» Reading passage:
○ ○ ○ ○ ○ ○ ○
Rewrite __cxa_guard.cpp with <stdatomic.h>.

Bug: 19180923
Change-Id: If4912d01db43c72ef12f4b04270ddb5d76d09462
diff --git a/libc/bionic/__cxa_guard.cpp b/libc/bionic/__cxa_guard.cpp
index 5b0d57d..5b34b58 100644
--- a/libc/bionic/__cxa_guard.cpp
+++ b/libc/bionic/__cxa_guard.cpp
@@ -14,10 +14,13 @@
  * limitations under the License.
  */
 
-#include <stddef.h>
 #include <endian.h>
+#include <limits.h>
+#undef _USING_LIBCXX  // Prevent using of <atomic>.
+#include <stdatomic.h>
 
-#include "private/bionic_atomic_inline.h"
+#include <stddef.h>
+
 #include "private/bionic_futex.h"
 
 // This file contains C++ ABI support functions for one time
@@ -49,66 +52,82 @@
 // values. The LSB is tested by the compiler-generated code before calling
 // __cxa_guard_acquire.
 union _guard_t {
-    int volatile state;
-    int32_t aligner;
+  atomic_int state;
+  int32_t aligner;
 };
 
-const static int ready = 0x1;
-const static int pending = 0x2;
-const static int waiting = 0x6;
-
 #else
 // The Itanium/x86 C++ ABI (used by all other architectures) mandates that
 // guard variables are 64-bit aligned, 64-bit values. The LSB is tested by
 // the compiler-generated code before calling __cxa_guard_acquire.
 union _guard_t {
-    int volatile state;
-    int64_t aligner;
+  atomic_int state;
+  int64_t aligner;
 };
 
-const static int ready     = letoh32(0x1);
-const static int pending   = letoh32(0x100);
-const static int waiting   = letoh32(0x10000);
 #endif
 
+// Set construction state values according to reference documentation.
+// 0 is the initialization value.
+// Arm requires ((*gv & 1) == 1) after __cxa_guard_release, ((*gv & 3) == 0) after __cxa_guard_abort.
+// X86 requires first byte not modified by __cxa_guard_acquire, first byte is non-zero after
+// __cxa_guard_release.
+
+#define CONSTRUCTION_NOT_YET_STARTED                0
+#define CONSTRUCTION_COMPLETE                       1
+#define CONSTRUCTION_UNDERWAY_WITHOUT_WAITER    0x100
+#define CONSTRUCTION_UNDERWAY_WITH_WAITER       0x200
+
 extern "C" int __cxa_guard_acquire(_guard_t* gv) {
-    // 0 -> pending, return 1
-    // pending -> waiting, wait and return 0
-    // waiting: untouched, wait and return 0
-    // ready: untouched, return 0
+  int old_value = atomic_load_explicit(&gv->state, memory_order_relaxed);
 
-retry:
-    if (__bionic_cmpxchg(0, pending, &gv->state) == 0) {
-        ANDROID_MEMBAR_FULL();
-        return 1;
-    }
-    __bionic_cmpxchg(pending, waiting, &gv->state); // Indicate there is a waiter
-    __futex_wait(&gv->state, waiting, NULL);
-
-    if (gv->state != ready) {
-        // __cxa_guard_abort was called, let every thread try since there is no return code for this condition
-        goto retry;
+  while (true) {
+    if (old_value == CONSTRUCTION_COMPLETE) {
+      // A load_acquire operation is need before exiting with COMPLETE state, as we have to ensure
+      // that all the stores performed by the construction function are observable on this CPU
+      // after we exit.
○ ○ ○ ○ ○ ○ ○
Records
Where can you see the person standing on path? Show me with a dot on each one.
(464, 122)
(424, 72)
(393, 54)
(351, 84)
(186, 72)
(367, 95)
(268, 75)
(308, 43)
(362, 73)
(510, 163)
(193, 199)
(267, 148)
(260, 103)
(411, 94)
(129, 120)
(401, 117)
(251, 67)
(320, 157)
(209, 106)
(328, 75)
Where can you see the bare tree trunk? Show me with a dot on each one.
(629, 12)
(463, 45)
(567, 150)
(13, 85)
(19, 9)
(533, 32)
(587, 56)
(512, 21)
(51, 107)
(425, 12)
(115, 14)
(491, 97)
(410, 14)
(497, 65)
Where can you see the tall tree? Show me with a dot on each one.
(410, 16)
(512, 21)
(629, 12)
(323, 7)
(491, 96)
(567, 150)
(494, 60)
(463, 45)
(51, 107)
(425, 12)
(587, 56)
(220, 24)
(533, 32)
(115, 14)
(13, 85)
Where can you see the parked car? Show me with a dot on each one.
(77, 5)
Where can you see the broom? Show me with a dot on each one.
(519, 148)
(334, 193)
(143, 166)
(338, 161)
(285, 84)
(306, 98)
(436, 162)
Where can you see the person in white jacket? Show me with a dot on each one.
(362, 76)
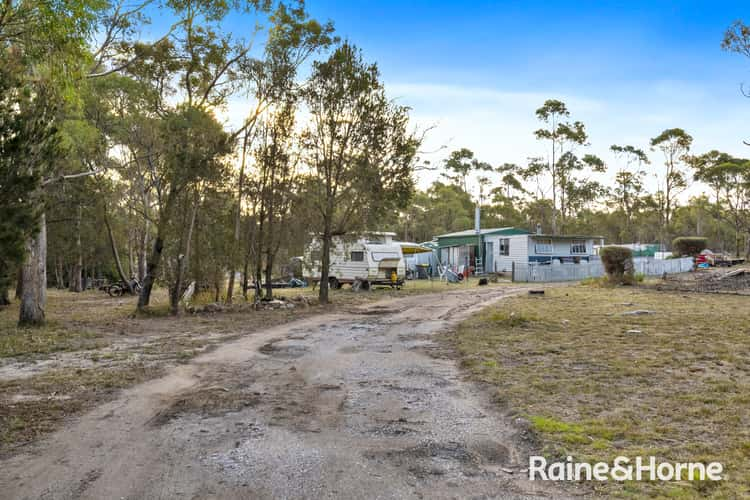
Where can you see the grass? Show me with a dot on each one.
(39, 404)
(106, 347)
(597, 384)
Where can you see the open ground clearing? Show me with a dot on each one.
(93, 346)
(595, 383)
(347, 404)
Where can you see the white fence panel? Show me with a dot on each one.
(531, 272)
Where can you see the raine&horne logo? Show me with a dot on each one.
(623, 469)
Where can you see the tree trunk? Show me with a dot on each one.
(269, 275)
(115, 253)
(142, 260)
(245, 270)
(151, 271)
(34, 278)
(19, 283)
(176, 292)
(237, 220)
(76, 280)
(325, 261)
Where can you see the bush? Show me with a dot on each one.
(618, 264)
(688, 245)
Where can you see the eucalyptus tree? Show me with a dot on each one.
(192, 72)
(729, 178)
(562, 136)
(628, 186)
(27, 139)
(358, 147)
(737, 39)
(577, 192)
(270, 80)
(275, 179)
(43, 49)
(674, 143)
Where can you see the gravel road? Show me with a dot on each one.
(354, 404)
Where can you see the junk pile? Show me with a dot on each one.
(715, 281)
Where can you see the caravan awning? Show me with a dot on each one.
(411, 248)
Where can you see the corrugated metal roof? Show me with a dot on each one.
(471, 232)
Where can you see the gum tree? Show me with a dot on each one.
(358, 147)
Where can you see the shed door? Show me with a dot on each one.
(489, 257)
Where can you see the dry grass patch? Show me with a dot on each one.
(596, 383)
(37, 405)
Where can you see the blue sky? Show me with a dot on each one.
(476, 71)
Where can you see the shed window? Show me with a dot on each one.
(504, 246)
(543, 246)
(578, 247)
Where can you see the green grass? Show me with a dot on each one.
(593, 388)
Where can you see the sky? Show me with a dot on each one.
(473, 73)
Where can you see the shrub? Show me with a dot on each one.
(688, 245)
(618, 264)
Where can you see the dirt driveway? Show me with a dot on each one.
(346, 405)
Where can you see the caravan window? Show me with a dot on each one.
(543, 246)
(378, 256)
(578, 247)
(504, 246)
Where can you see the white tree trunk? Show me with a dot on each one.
(34, 278)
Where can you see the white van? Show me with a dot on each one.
(374, 259)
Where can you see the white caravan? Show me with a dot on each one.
(373, 259)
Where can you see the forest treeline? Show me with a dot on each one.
(115, 160)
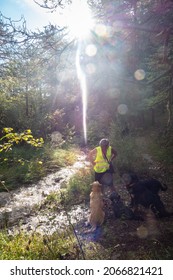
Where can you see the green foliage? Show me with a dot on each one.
(129, 153)
(10, 138)
(37, 247)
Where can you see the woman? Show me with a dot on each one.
(101, 159)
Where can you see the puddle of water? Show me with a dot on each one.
(18, 207)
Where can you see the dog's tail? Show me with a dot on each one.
(163, 187)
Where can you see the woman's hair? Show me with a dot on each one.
(104, 142)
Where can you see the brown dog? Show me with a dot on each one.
(97, 215)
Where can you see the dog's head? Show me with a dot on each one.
(96, 186)
(114, 197)
(129, 179)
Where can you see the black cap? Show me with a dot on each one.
(104, 142)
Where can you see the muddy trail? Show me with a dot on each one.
(24, 210)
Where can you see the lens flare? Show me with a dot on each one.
(139, 74)
(82, 80)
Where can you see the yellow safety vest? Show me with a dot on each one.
(101, 163)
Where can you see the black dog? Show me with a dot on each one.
(120, 210)
(145, 192)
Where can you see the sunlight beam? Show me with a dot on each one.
(82, 80)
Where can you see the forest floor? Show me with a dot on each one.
(116, 239)
(148, 239)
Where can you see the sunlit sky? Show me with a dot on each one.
(36, 17)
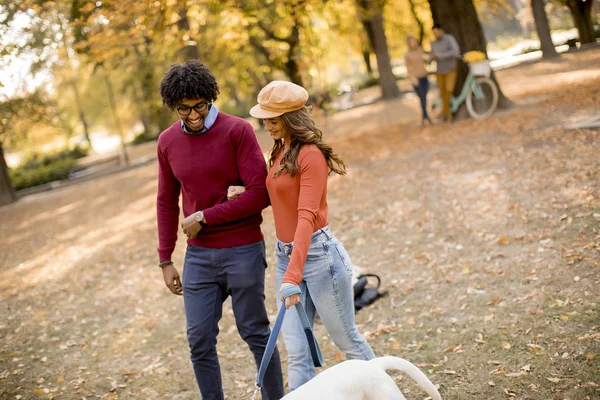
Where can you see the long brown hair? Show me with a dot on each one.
(302, 130)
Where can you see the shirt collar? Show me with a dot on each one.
(208, 122)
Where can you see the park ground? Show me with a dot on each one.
(486, 235)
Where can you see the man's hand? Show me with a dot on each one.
(172, 279)
(291, 300)
(235, 191)
(190, 226)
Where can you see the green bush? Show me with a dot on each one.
(144, 137)
(36, 160)
(23, 178)
(43, 168)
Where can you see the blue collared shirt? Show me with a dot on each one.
(208, 122)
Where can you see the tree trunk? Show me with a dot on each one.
(371, 11)
(367, 58)
(82, 118)
(543, 29)
(459, 18)
(7, 191)
(582, 17)
(113, 107)
(190, 48)
(418, 20)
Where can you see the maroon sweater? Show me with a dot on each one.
(202, 167)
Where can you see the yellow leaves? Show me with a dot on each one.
(588, 336)
(456, 349)
(503, 240)
(449, 372)
(495, 301)
(479, 339)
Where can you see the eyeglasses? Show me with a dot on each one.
(184, 111)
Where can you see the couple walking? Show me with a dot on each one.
(444, 50)
(214, 162)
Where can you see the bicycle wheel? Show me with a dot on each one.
(482, 98)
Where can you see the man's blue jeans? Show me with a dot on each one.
(209, 277)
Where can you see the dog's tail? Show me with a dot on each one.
(409, 369)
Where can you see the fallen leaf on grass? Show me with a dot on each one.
(456, 349)
(495, 301)
(534, 347)
(503, 240)
(533, 387)
(590, 384)
(449, 372)
(587, 337)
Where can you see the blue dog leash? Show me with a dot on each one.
(315, 352)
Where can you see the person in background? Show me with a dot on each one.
(445, 51)
(415, 67)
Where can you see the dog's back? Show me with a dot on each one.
(400, 364)
(362, 380)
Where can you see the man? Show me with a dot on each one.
(201, 155)
(445, 51)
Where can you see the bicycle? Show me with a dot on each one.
(479, 92)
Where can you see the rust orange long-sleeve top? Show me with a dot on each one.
(299, 205)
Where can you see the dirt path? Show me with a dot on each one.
(487, 236)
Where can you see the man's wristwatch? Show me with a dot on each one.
(199, 217)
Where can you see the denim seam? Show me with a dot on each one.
(346, 330)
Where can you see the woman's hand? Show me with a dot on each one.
(291, 300)
(235, 191)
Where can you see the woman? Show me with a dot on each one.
(308, 254)
(415, 67)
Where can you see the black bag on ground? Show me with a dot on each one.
(364, 294)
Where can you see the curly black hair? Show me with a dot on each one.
(190, 80)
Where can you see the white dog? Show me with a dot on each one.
(362, 380)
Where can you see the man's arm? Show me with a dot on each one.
(253, 173)
(167, 206)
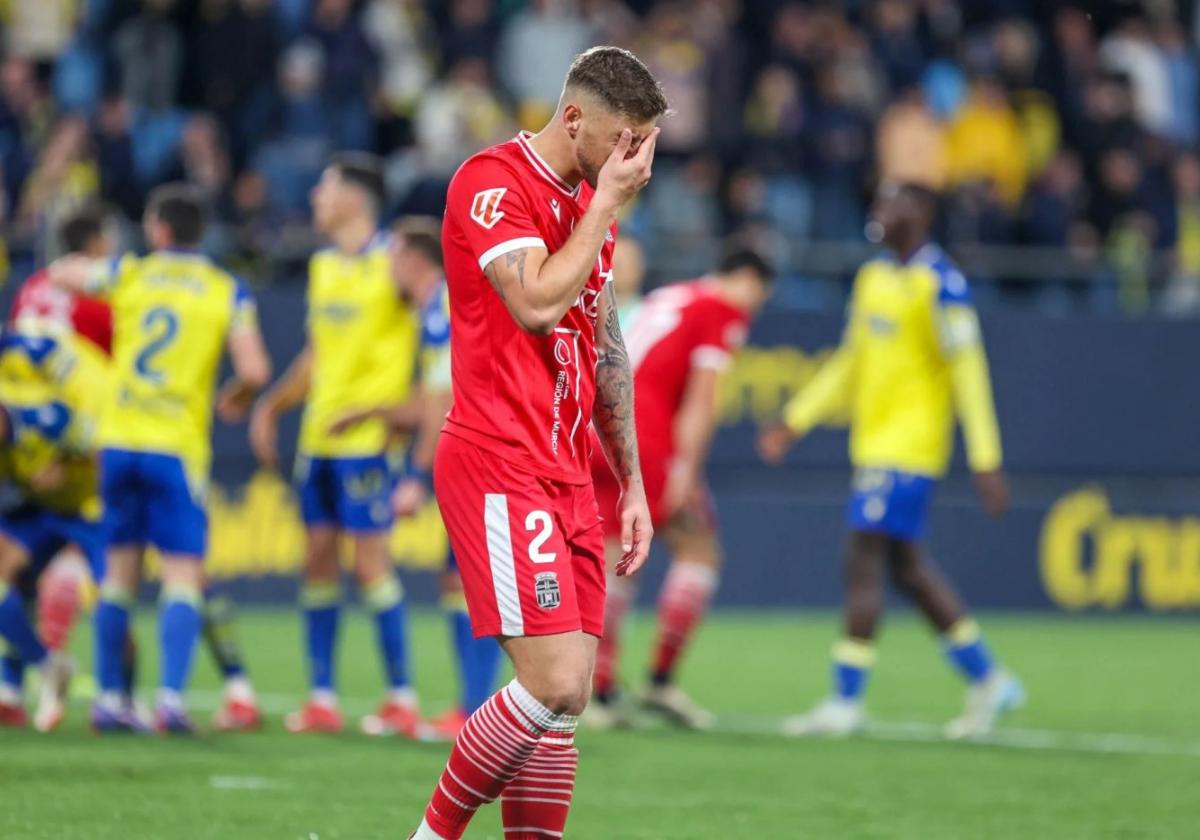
○ ○ ○ ○ ○ ○ ○
» Requirements: Extend the __cxa_guard.cpp patch past its final comment line, keeping the same diff format.

» Result for this task:
+      atomic_thread_fence(memory_order_acquire);
+      return 0;
+    } else if (old_value == CONSTRUCTION_NOT_YET_STARTED) {
+      if (!atomic_compare_exchange_weak_explicit(&gv->state, &old_value,
+                                                  CONSTRUCTION_UNDERWAY_WITHOUT_WAITER,
+                                                  memory_order_relaxed,
+                                                  memory_order_relaxed)) {
+        continue;
+      }
+      // The acquire fence may not be needed. But as described in section 3.3.2 of
+      // the Itanium C++ ABI specification, it probably has to behave like the
+      // acquisition of a mutex, which needs an acquire fence.
+      atomic_thread_fence(memory_order_acquire);
+      return 1;
+    } else if (old_value == CONSTRUCTION_UNDERWAY_WITHOUT_WAITER) {
+      if (!atomic_compare_exchange_weak_explicit(&gv->state, &old_value,
+                                                 CONSTRUCTION_UNDERWAY_WITH_WAITER,
+                                                 memory_order_relaxed,
+                                                 memory_order_relaxed)) {
+        continue;
+      }
     }
 
-    ANDROID_MEMBAR_FULL();
-    return 0;
+    __futex_wait_ex(&gv->state, false, CONSTRUCTION_UNDERWAY_WITH_WAITER, NULL);
+    old_value = atomic_load_explicit(&gv->state, memory_order_relaxed);
+  }
 }
 
 extern "C" void __cxa_guard_release(_guard_t* gv) {
-    // pending -> ready
-    // waiting -> ready, and wake
-
-    ANDROID_MEMBAR_FULL();
-    if (__bionic_cmpxchg(pending, ready, &gv->state) == 0) {
-        return;
-    }
-
-    gv->state = ready;
-    __futex_wake(&gv->state, 0x7fffffff);
+  // Release fence is used to make all stores performed by the construction function
+  // visible in other threads.
+  int old_value = atomic_exchange_explicit(&gv->state, CONSTRUCTION_COMPLETE, memory_order_release);
+  if (old_value == CONSTRUCTION_UNDERWAY_WITH_WAITER) {
+    __futex_wake_ex(&gv->state, false, INT_MAX);
+  }
 }
 
 extern "C" void __cxa_guard_abort(_guard_t* gv) {
-    ANDROID_MEMBAR_FULL();
-    gv->state= 0;
-    __futex_wake(&gv->state, 0x7fffffff);
+  // Release fence is used to make all stores performed by the construction function
+  // visible in other threads.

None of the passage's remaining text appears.